**CONSIGNE 1:**
Répondez aux questions suivantes d'après le récit sur la Cimasa :
(a) À quel combat politique Sarah relie-t-elle sa présence sur la ligne de départ ?
(b) Quel métier exerce Franck ?
(c) Quelle distance et quel dénivelé positif compte le tracé de la CiMaSaRUN ?

**TEXTE FOURNI:**
━━━━━━━━

J’ai fait la Cimasa

15 heures d’immersion dans la course des trois cirques, la Cimasa : Ma présence sur cette ligne de départ est aussi liée à un combat politique, celui du féminisme. C’est une dédicace à toutes les femmes, une lettre d’amour à la sororité. (…) Un petit voile de fatigue s’installe, mais l’adrénaline me porte. (…) Cette chute violente, je la vois au ralenti, et elle fait peur. Le sang coule… (…) Je sais que je vais finir la course. Abandonner n’a jamais été une option…

« Tu devrais raconter ta course », me suggère Franck, mon collègue journaliste. « Tu penses que c’est approprié ? Je ne suis ni une élite, et je n’ai pas fait la Diagonale des Fous ». « Ça intéressera, car tu en as vécu, des choses, pendant ces 14 heures de course. », il me répond.
Ça, oui, j’en ai vécu. Alors je vais vous les raconter.

Je suis Sarah, journaliste pour Parallèle Sud. Cela fait trois ans que je cours, et un an et demi que je fais du trail. Le 30 août dernier, j’ai participé à la CiMaSaRUN, la course mythique qui traverse les trois cirques (Salazie, Cilaos et Mafate) au départ d’Hell Bourg, sur un tracé de 55km pour 3700 m de dénivelé positif.

━━━━━━━━

**DONNÉES AFFICHÉES:**
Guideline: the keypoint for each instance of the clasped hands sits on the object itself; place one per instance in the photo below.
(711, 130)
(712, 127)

━━━━━━━━

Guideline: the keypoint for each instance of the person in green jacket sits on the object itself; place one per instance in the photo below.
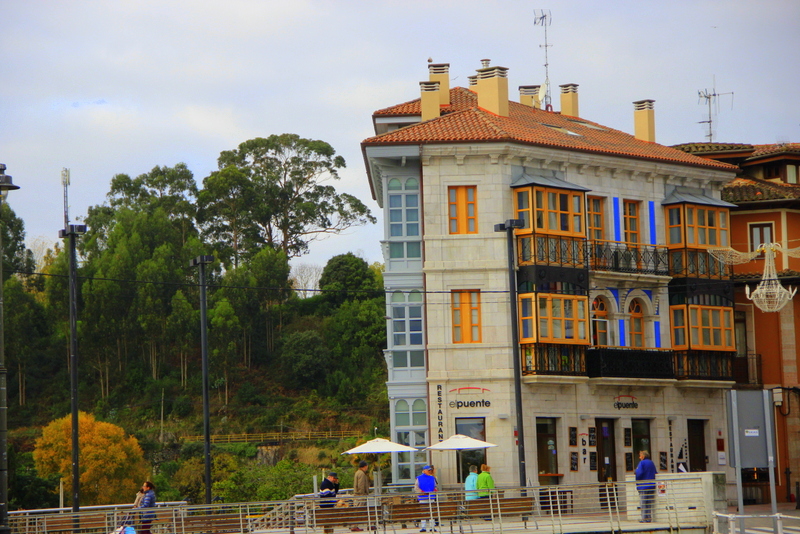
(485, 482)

━━━━━━━━

**CONSIGNE 2:**
Trouvez toutes les lignes des entrées où figure le mot "each", puis recopiez-les.

**RÉPONSE RÉDIGÉE 1:**
(a) Le féminisme.
(b) Il est journaliste.
(c) 55 km pour 3700 m de dénivelé positif.

**RÉPONSE RÉDIGÉE 2:**
Guideline: the keypoint for each instance of the clasped hands sits on the object itself; place one per instance in the photo below.
Guideline: the keypoint for each instance of the person in green jacket sits on the object itself; place one per instance in the photo below.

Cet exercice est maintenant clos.